Series B Participating Preferred Membership Interests in Mosaic Distributors, LLC (the “Series B Preferred”) representing an equity ownership interest in the Company and the rights and benefits described in the Company’s 3rd Amended & Restated Operating Agreement.

Offering Amount

Up to $2,000,000 of Series B Preferred will be issued on a continuous basis.

Valuation

$15,000,000 pre-money, with Series B Preferred ownership representing 11.8% of the Company on a fully diluted basis.

Preferred Return on Investment

6.0% accruing and compounding annual return on investment, payable as the Company generates cash to do so. These returns cannot be guaranteed.

Preferred Return of Capital

A preferred return of all of invested capital before distributions are made to holders of Common Interests. These returns cannot be guaranteed.

Conversion to Common

Once all Preferred Return on Investment and Preferred Return of Capital has been received by investors, the Series B Preferred automatically continues to participate on an as-converted-basis, pro-rata in common membership distributions.

Fees & Expenses

Up to $120,000 of the Offering proceeds have been allocated to pay a placement fee to Carolina Financial Securities, LLC (CFS) equal to 6.0% of new equity funds raised from investors. Additionally, CFS will receive warrants to purchase common equity of the Company equal to 6.0% of the membership interests purchased by the Series B Preferred Interests investors, for a purchase price of $100 and with an exercise price equal to 1/3 of the price per unit of the Preferred Interests. CFS may share up to 50% of its fees and warrants with Carofin, LLC, an affiliated Broker-Dealer, for its assistance in the placement of the Offering.

AN INVESTMENT IN THE PREFERRED INTERESTS IS SPECULATIVE AND IS SUITABLE ONLY FOR PERSONS OF SUBSTANTIAL FINANCIAL MEANS WHO CAN AFFORD TO LOSE THEIR ENTIRE INVESTMENT AND HAVE NO NEED FOR LIQUIDITY IN THIS INVESTMENT. AN INVESTMENT IN THE SECURITIES OFFERED HEREIN SHOULD NOT BE A MAJOR PART OF YOUR INVESTMENT PORTFOLIO. YOU SHOULD REVIEW THE RISKS OF THIS INVESTMENT WITH YOUR LEGAL OR FINANCIAL ADVISORS.

EXERCISE OBJECTIVE:
Put this sentence from the Series B offering terms into Spanish: "Up to $2,000,000 of Series B Preferred will be issued on a continuous basis."

SUPPLIED INFORMATION:
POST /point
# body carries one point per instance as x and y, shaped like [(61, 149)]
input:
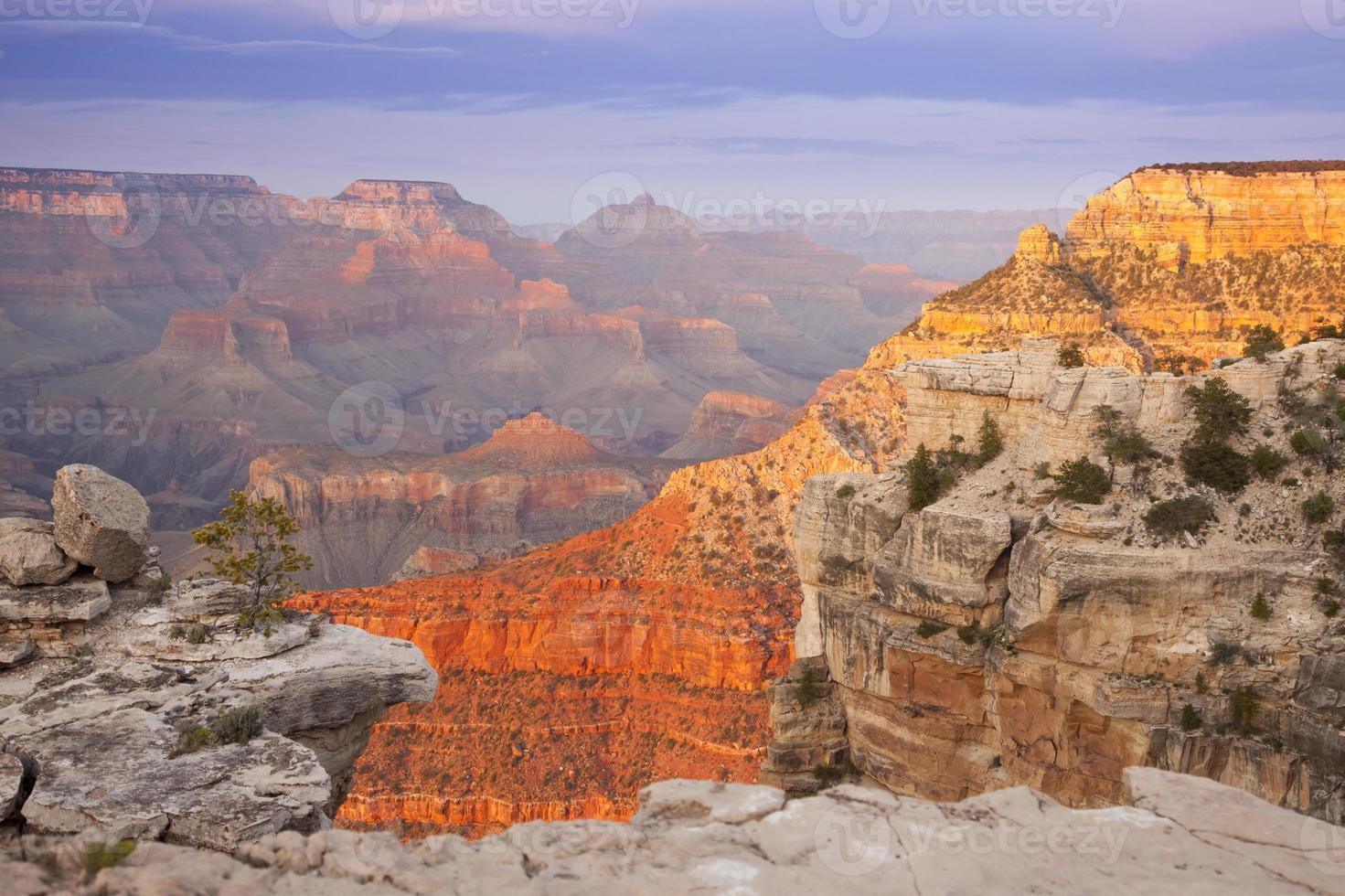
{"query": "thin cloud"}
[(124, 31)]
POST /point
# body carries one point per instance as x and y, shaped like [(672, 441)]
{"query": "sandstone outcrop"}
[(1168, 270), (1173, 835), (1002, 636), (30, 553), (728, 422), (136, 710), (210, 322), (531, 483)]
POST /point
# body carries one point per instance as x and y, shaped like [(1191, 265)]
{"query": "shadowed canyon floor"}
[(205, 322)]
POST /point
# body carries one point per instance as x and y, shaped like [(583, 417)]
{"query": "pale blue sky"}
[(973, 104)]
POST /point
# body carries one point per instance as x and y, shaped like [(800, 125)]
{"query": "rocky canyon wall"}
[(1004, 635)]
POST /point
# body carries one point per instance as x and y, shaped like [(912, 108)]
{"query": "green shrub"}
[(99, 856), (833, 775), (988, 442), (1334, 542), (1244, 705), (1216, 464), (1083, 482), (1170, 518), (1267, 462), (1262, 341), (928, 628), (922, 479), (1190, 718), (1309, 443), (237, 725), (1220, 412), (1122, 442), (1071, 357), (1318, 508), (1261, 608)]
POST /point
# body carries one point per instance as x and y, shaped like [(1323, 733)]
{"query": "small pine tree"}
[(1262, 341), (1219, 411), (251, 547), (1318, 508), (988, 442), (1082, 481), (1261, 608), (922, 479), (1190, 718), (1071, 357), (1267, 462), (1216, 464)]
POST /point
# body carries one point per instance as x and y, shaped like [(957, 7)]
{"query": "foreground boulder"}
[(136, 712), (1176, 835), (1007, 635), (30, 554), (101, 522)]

RESULT FOR THIS EXERCISE:
Se emitirán hasta $2,000,000 de Series B Preferred de manera continua.